---- Source extract
September 02, 2020 | Matt Kucinski


Students relax outside in between classes on Tuesday, Sept. 1.

On Tuesday, September 1, Calvin University classes were back in session, and in-person for the first time since Thursday, March 12, 2020, when the university pivoted to online classes for the remainder of the spring semester.

Residential students moved onto campus during the week of August 24, many receiving their COVID-19 screening test on the day of move-in. As of August 31, the university had conducted 3,809 tests for students, faculty, and staff through a partnership with Helix Diagnostics that the university secured back in May. A number of other screening and diagnostic tests have also been conducted through other sources.

The result? Just 12 student and employee cases have been reported as positive to the university since August 1. Only four cases are currently active within the Calvin community, all of which are off-campus and in isolation.

Visit the dashboard to stay updated on Calvin’s positive test rate, and check the Safe Return website for updates for fall 2020.

“As they have arrived, our students have communicated joy, gratitude, and exhibited tremendous adaptability. It is clear they want nothing to interfere with their academic goals for the year. And, I believe, these results demonstrate their commitment to their own health and wellbeing and to the health and wellbeing of their new neighbors here on campus,” said Michael Le Roy, president of Calvin University. “And our faculty and staff’s commitment to our students is undeniable, and they are doing everything they can to make sure the students return to campus well and are able to continue in-person learning throughout the fall semester.”

Months in the making

Planning for the university’s safe return to campus began months ago, and plans were built on solid structures and foundations the university has had in place for years.
--------
---- Information shown
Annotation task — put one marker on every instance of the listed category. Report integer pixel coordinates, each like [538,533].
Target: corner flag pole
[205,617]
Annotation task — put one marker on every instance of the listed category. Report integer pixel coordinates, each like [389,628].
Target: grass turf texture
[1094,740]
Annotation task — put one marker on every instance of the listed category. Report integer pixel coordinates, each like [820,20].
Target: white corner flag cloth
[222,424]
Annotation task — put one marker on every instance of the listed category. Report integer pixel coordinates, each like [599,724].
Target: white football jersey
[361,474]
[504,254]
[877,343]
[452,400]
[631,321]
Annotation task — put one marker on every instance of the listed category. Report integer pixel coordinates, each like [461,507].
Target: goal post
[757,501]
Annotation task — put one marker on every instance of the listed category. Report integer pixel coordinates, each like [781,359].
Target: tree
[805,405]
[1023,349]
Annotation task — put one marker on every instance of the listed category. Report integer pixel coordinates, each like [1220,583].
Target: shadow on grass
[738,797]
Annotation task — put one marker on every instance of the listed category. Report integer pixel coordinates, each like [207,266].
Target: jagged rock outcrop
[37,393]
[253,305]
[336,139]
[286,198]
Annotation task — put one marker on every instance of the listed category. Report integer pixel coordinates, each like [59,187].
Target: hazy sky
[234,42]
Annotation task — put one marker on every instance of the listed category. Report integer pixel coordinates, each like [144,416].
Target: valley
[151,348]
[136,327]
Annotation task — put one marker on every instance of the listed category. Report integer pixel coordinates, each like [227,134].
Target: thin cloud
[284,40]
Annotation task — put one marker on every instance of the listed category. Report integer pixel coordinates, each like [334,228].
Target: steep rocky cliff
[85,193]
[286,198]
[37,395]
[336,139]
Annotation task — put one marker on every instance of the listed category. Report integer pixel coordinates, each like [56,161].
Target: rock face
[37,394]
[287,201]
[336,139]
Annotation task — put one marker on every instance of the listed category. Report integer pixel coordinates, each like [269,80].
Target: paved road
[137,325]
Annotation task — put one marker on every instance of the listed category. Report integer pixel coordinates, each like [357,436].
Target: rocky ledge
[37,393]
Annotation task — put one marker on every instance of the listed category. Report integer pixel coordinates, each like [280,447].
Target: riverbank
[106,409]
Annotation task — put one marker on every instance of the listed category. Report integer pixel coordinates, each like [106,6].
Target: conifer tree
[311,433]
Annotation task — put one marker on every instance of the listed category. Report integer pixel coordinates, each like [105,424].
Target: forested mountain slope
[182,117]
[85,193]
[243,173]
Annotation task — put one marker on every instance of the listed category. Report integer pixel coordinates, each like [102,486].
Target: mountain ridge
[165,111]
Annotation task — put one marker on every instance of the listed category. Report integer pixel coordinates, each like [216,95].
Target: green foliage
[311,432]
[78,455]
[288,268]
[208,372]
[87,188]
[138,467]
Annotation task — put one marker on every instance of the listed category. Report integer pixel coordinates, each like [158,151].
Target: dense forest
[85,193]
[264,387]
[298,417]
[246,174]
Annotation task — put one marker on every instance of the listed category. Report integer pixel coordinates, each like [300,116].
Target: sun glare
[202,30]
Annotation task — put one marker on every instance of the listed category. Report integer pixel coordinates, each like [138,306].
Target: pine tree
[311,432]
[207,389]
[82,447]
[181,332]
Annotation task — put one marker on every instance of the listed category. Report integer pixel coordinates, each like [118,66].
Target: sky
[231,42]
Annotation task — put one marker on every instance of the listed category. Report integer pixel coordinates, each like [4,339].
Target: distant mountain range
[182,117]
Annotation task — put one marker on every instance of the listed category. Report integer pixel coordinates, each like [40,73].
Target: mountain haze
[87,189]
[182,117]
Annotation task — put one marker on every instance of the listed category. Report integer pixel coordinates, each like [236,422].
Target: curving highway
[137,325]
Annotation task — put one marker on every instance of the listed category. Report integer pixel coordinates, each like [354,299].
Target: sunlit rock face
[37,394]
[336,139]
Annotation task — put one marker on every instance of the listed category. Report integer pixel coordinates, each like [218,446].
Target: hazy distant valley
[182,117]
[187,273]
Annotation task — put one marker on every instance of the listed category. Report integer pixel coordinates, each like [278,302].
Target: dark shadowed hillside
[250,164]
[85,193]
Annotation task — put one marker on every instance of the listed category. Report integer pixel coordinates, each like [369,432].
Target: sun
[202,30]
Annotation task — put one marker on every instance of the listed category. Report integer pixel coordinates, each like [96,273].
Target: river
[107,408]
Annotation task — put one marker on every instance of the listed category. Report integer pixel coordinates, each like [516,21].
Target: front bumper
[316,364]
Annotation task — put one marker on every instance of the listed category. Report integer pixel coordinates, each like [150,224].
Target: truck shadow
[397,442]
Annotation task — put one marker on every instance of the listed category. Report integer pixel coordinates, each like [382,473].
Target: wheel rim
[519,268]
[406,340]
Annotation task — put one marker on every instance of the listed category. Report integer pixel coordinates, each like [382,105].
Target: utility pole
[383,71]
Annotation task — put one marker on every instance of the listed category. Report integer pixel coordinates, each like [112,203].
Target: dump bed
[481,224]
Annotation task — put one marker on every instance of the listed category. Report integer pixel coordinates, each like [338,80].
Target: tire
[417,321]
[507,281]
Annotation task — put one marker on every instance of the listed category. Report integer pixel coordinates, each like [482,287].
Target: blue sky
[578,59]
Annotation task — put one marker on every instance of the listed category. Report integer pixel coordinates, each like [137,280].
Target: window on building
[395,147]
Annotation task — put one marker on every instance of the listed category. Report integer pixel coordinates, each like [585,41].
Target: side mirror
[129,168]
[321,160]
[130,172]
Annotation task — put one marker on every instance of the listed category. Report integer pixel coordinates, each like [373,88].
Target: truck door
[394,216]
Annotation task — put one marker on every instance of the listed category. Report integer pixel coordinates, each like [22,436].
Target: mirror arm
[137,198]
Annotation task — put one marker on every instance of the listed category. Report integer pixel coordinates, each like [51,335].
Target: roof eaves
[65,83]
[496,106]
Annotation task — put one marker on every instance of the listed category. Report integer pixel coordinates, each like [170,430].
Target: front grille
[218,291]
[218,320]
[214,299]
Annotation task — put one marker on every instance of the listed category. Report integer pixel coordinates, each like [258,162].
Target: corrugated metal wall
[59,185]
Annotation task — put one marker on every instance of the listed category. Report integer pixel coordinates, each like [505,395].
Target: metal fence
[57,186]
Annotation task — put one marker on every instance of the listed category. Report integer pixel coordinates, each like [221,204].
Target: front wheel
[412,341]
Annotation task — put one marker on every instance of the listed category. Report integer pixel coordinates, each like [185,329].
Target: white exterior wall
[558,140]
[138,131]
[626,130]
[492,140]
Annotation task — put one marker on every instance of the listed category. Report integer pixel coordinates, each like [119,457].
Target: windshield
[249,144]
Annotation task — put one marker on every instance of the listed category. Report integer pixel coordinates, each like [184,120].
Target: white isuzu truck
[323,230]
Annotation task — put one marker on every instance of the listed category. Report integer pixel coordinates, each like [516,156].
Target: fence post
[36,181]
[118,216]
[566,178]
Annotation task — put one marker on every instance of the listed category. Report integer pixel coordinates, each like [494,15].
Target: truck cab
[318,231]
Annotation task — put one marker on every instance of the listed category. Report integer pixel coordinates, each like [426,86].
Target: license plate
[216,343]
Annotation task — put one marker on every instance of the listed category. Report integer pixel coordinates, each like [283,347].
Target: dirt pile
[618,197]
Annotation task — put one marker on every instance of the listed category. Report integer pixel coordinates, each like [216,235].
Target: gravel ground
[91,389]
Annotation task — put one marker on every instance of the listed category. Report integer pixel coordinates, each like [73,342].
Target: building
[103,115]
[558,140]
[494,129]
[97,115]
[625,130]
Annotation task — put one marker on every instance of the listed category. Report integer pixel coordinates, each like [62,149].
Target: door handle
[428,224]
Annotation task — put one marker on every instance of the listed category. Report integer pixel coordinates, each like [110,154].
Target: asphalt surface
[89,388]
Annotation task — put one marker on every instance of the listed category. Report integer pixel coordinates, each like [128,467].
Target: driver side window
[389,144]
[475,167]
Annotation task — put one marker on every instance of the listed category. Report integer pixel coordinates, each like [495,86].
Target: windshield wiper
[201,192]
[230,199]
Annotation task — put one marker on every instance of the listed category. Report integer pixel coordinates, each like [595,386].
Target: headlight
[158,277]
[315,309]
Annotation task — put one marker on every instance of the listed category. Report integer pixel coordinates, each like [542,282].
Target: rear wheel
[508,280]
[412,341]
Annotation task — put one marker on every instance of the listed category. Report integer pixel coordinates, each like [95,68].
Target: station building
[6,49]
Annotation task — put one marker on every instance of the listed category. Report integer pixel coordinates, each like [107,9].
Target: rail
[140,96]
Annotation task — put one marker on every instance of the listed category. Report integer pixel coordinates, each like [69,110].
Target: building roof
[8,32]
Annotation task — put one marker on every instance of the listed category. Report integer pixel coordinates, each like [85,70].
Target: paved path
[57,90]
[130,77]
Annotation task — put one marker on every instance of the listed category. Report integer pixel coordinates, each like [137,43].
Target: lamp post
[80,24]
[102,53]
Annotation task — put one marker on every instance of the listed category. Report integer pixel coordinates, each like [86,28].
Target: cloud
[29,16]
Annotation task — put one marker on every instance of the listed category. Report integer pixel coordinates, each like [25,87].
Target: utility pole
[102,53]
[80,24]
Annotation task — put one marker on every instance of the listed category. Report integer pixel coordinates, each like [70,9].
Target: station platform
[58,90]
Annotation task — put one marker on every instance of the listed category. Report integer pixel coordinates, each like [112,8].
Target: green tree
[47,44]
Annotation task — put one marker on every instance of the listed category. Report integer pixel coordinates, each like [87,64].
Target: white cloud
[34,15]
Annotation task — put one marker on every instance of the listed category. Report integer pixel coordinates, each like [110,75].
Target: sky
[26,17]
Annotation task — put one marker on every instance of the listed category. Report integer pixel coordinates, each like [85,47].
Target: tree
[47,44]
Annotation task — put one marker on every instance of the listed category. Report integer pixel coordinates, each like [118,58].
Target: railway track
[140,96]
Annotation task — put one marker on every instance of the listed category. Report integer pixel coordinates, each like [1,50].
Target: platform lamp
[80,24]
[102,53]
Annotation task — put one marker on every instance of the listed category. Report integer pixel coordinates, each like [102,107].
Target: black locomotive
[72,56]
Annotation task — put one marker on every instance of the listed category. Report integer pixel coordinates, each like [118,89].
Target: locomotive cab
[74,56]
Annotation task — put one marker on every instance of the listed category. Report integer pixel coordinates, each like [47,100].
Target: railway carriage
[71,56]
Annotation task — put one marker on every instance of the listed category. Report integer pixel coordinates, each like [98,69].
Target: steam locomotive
--------
Directions =>
Translate this sentence from the article on Calvin University's return to in-person classes into Spanish: "Only four cases are currently active within the Calvin community, all of which are off-campus and in isolation." The records are independent of the article and form separate material.

Result of this task =>
Solo cuatro casos están activos actualmente dentro de la comunidad de Calvin, todos ellos fuera del campus y en aislamiento.